## Stated task 1
Quote the interview excerpt about Sarah Lessire in full, word for word.

## Source excerpt
_ _ _ _ _

Today we’d like to introduce you to Sarah Lessire.

Sarah, please share your story with us. How did you get to where you are today?
My parents told me I was singing before I was speaking. I haven’t really stopped singing since… my father introduced me to Jazz and my mother was a big hard rock head. So, when it came time for me to have my teenage rebellion, I took up classical singing.

I ended up studying opera at the Conservatory of Brussels, Belgium (where I’m from) and all was well for a minute. And then, as everyone around me had predicted, I got tired of being told what to do. I quit when I was 22, decided I wanted to write my own music, create something authentic and move to the States.

It was far from a straight line, but eventually, it all happened. I’ve moved a lot in the last 5 years. I’ve lived in San Francisco, the Peruvian jungle, Berlin, New Orleans, Oakland and finally moved to LA in May of 2017.
And although, all this bouncing around and instability has made it difficult to develop music projects with other people (as I would leave a city within weeks of being done recording a project and not get to play it live much), it has been tremendously beneficial in the way that it demanded that I zoom inward and hone in on the aesthetic that I wanted to bring forth, stripped from any influence that a long-lasting music partnership could have had on it.

_ _ _ _ _

(Object detection data)
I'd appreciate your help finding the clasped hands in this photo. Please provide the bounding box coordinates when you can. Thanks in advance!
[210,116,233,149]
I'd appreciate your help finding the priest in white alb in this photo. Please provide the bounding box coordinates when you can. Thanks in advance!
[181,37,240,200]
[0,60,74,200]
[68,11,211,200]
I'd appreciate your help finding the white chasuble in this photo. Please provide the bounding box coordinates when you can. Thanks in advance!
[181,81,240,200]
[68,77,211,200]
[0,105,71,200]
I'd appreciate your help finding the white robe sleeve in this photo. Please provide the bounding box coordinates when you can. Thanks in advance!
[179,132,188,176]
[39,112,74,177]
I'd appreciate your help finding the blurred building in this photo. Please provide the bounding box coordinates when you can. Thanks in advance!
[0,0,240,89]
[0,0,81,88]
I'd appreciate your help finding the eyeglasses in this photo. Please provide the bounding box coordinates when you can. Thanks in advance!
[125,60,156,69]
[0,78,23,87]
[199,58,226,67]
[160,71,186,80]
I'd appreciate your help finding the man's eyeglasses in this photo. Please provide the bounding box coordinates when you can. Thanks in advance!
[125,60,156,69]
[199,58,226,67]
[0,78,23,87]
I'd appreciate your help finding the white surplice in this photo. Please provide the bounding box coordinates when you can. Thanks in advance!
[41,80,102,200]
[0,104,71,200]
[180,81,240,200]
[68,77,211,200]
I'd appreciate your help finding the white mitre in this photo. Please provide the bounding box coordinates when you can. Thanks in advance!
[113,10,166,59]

_ _ _ _ _

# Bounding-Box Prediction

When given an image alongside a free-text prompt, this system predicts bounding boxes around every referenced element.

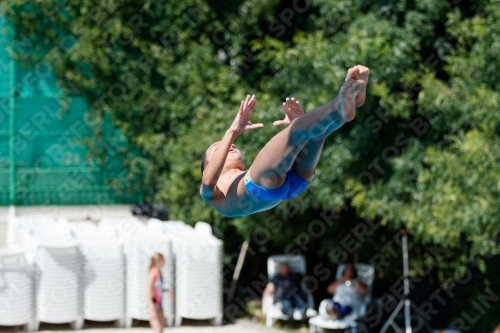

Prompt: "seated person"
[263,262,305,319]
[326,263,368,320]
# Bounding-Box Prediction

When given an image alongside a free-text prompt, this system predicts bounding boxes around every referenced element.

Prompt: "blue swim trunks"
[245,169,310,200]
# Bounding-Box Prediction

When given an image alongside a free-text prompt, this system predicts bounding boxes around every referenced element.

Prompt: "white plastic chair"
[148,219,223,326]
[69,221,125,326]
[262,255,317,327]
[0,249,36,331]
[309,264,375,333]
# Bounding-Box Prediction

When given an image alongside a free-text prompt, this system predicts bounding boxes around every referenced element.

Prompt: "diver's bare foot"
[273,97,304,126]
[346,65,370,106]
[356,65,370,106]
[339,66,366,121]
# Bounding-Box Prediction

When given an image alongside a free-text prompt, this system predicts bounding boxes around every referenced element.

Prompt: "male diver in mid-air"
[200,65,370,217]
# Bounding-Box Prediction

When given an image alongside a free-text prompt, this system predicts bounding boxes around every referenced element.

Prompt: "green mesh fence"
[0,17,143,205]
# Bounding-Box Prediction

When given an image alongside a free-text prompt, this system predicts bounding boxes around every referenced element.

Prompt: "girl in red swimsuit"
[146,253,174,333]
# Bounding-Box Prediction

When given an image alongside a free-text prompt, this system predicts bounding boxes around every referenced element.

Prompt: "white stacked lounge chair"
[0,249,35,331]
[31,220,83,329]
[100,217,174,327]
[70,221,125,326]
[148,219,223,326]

_ _ _ _ _

## Stated task 2
Transfer only the entries from the line with "I'd appreciate your help finding the white chasuble" up to and including the line with "[0,105,71,200]". Reproduce every one of those lines in full, adding 20 to each bounding box coordinate.

## Final answer 1
Today we’d like to introduce you to Sarah Lessire.

Sarah, please share your story with us. How did you get to where you are today?
My parents told me I was singing before I was speaking. I haven’t really stopped singing since… my father introduced me to Jazz and my mother was a big hard rock head. So, when it came time for me to have my teenage rebellion, I took up classical singing.

I ended up studying opera at the Conservatory of Brussels, Belgium (where I’m from) and all was well for a minute. And then, as everyone around me had predicted, I got tired of being told what to do. I quit when I was 22, decided I wanted to write my own music, create something authentic and move to the States.

It was far from a straight line, but eventually, it all happened. I’ve moved a lot in the last 5 years. I’ve lived in San Francisco, the Peruvian jungle, Berlin, New Orleans, Oakland and finally moved to LA in May of 2017.
And although, all this bouncing around and instability has made it difficult to develop music projects with other people (as I would leave a city within weeks of being done recording a project and not get to play it live much), it has been tremendously beneficial in the way that it demanded that I zoom inward and hone in on the aesthetic that I wanted to bring forth, stripped from any influence that a long-lasting music partnership could have had on it.

## Final answer 2
I'd appreciate your help finding the white chasuble in this photo. Please provide the bounding box coordinates when you can. Thanks in advance!
[201,101,260,220]
[88,97,231,220]
[20,125,91,220]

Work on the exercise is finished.